[Saved entries]

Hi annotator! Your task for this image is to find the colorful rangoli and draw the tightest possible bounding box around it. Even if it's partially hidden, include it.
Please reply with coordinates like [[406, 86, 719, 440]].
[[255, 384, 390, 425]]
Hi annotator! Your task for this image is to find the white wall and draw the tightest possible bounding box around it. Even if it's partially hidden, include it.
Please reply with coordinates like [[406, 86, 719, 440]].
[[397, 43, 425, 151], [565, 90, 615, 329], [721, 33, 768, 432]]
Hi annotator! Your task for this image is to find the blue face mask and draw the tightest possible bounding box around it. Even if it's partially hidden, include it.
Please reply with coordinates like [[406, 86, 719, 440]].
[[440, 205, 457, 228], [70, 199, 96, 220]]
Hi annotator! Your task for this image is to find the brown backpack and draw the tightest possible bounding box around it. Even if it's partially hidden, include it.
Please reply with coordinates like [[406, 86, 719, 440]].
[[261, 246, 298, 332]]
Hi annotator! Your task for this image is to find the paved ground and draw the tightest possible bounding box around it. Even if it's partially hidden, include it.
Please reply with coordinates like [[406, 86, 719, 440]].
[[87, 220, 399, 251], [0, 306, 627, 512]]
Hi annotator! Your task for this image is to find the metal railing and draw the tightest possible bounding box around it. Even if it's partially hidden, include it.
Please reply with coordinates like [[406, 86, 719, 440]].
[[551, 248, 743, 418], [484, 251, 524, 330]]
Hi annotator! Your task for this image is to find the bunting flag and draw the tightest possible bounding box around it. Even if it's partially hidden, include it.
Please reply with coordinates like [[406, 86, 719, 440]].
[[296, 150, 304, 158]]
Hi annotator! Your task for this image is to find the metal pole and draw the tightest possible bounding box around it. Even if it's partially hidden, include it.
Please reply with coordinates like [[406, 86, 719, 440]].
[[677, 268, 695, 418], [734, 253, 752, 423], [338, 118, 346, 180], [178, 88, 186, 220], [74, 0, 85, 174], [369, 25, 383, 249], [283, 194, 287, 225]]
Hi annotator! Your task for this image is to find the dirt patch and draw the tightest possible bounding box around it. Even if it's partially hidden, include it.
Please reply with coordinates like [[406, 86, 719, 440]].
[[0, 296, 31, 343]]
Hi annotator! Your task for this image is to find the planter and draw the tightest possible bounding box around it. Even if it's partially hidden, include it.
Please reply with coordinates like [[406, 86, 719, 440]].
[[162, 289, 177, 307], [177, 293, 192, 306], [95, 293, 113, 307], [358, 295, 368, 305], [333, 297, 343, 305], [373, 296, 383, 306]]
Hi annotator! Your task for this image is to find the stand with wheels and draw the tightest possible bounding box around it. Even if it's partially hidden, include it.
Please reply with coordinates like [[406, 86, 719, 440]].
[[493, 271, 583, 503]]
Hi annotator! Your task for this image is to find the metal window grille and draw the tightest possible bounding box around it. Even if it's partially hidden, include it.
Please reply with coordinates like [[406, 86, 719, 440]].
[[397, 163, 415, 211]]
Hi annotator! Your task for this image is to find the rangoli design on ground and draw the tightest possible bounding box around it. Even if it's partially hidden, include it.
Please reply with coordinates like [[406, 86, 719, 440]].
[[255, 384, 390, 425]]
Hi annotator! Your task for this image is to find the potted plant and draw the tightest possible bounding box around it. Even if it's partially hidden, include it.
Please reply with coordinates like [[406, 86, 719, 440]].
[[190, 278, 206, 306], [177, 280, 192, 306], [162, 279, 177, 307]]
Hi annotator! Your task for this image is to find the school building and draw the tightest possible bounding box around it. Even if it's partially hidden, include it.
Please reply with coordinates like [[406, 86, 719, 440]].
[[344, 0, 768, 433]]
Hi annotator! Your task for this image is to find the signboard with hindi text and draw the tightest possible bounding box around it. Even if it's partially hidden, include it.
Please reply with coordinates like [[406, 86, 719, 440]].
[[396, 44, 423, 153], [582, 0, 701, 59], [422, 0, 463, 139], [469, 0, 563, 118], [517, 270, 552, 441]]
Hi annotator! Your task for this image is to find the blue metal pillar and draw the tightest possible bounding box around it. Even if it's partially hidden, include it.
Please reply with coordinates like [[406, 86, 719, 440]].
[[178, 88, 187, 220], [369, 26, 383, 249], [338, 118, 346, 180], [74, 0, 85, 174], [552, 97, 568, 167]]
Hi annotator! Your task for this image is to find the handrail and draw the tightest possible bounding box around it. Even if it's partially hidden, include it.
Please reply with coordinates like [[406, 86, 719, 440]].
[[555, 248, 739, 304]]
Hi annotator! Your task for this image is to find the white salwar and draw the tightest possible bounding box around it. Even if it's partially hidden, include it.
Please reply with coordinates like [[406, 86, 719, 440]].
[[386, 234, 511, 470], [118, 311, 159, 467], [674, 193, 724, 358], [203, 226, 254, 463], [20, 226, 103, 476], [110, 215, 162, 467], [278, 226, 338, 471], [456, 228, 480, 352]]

What is expected
Copy out every entry above exactly.

Answer space
Hi annotator! Your task for this image is to find the colorful rangoli and draw the tightest possible bounding box around it. Even if it's partially hidden, include it.
Please reply with coordinates like [[406, 86, 719, 440]].
[[255, 384, 390, 425]]
Hi annotator! Your task for this image is to find the white wall and draw the tightest possible bounding box around it. Even if it's partially hidden, include it.
Please reply with coordinates like [[406, 86, 719, 440]].
[[397, 43, 425, 151], [565, 90, 615, 329], [721, 33, 768, 432]]
Hi annotator! Your task for this image is to find the blue face mask and draw the tightest possible bounding box around it. Even if it's partially hidden, include it.
Please reply with coordinates like [[406, 86, 719, 440]].
[[440, 205, 457, 228], [70, 199, 96, 220]]
Hi annotator! Your task for this image is to find the brown backpack and draw the tightest possible bounding box around it. Even if it's partially hidden, include it.
Please reply with coordinates like [[406, 86, 719, 440]].
[[261, 246, 298, 332]]
Hi annotator! Your task for this image is to find the paved ground and draw the tightest possible bounding box around it. Even if it's partially hidden, include it.
Please reply with coordinates like [[406, 86, 719, 440]].
[[87, 220, 399, 251], [0, 306, 627, 512]]
Hi annotator! Your task for this image is to find the metal railing and draw the tightest possible bounding box around it. Even if it's partially hidden, include it.
Please reply with coordinates like [[406, 86, 719, 440]].
[[551, 248, 743, 418], [484, 251, 524, 330]]
Hi annotator! Your task for this image is to find the bunting flag and draw the tightest possible bounding box around it. Even if it's partially hidden, include it.
Please reply with coordinates like [[406, 86, 719, 440]].
[[296, 150, 304, 158]]
Hi annotator! Your task for this image is to find the metal pole and draw the tightest possible bounding box around it. Even if it's partially hidden, include it.
Please reply with coordinates like [[406, 86, 719, 440]].
[[677, 268, 695, 418], [734, 253, 752, 423], [338, 118, 346, 180], [178, 88, 186, 220], [74, 0, 85, 174], [369, 25, 383, 249], [283, 194, 287, 225]]
Hi annotator! Your task for this image is to find the dirt patch and draw the tightest possible bounding box around it. Even if it's partially hidden, include it.
Please reply with coordinates like [[406, 86, 719, 440]].
[[0, 296, 31, 343]]
Hi annotator! Your task for this image is to find the planter and draw the tightest possible bounding box around it. Even if it's partially hidden, include it.
Please reply with coordinates like [[406, 86, 719, 440]].
[[162, 289, 177, 307], [177, 293, 192, 306], [95, 293, 113, 307], [358, 295, 368, 305], [333, 297, 343, 305], [373, 296, 383, 306]]
Hi annotator! Your task for this image is to find the stand with wheels and draw the tightest possible bounding box around it. Even if it's partially hidden, include it.
Please reply with coordinates like [[406, 86, 719, 440]].
[[493, 271, 583, 503]]
Hi annotator! Your task for this image is to find the metal window grille and draw the tightest possible bounding box around it. Even if it's partially hidden, include it.
Please reply with coordinates like [[406, 86, 719, 440]].
[[397, 163, 415, 211]]
Hi annotator! Your task for this image is to find the rangoli design on ground and draw the tightest possible bounding box around it. Even if it's partially hidden, include it.
Please reply with coordinates like [[406, 86, 719, 440]].
[[255, 384, 390, 425]]
Hi annotator! Your task for this image is to find the potted plant and draw the tightest possible bounding box around it. Even if it's partially hidden, include it.
Please reply with coordinates like [[406, 86, 719, 440]].
[[190, 278, 206, 306], [177, 280, 192, 306], [162, 279, 177, 307]]
Hi annotator! Your task for this image is to find the school building and draw the tightest possible bounding box around it. Even if it's partially hidden, include it.
Please reply with coordinates like [[406, 86, 719, 440]].
[[344, 0, 768, 433]]
Hi annotator! Your task for this image is to find the signboard with hindi text and draw the tightest possible bounding box around it. Even if it's partially hidden, include it.
Please reply with coordinates like [[406, 86, 719, 440]].
[[396, 44, 423, 153], [582, 0, 701, 59], [422, 0, 463, 139], [469, 0, 563, 118], [517, 270, 552, 441]]
Hi annotator! Your task for this image is to find the blue metal pillar and draw the tightest possible bounding box around it. Even if it's partially hidden, include it.
Please reply with coordinates like [[406, 86, 719, 440]].
[[178, 88, 187, 220], [369, 26, 383, 249], [338, 118, 346, 180], [74, 0, 85, 174], [552, 97, 568, 167]]
Hi annotator! Your task for this image is to find the handrail and draw the tightest possible bounding box around it. Even if it's partially hidden, include it.
Please reply with coordinates like [[406, 86, 719, 440]].
[[555, 248, 739, 304]]
Hi annotator! Your task for this image is to find the white salwar and draw the tightest possible bounding box around it. Even if it's partially hidden, include it.
Please reply with coordinates like [[406, 86, 719, 440]].
[[386, 234, 511, 470], [118, 311, 159, 467], [674, 193, 724, 358], [203, 226, 254, 463], [20, 226, 103, 476], [110, 215, 162, 467], [278, 226, 338, 471], [456, 228, 480, 352]]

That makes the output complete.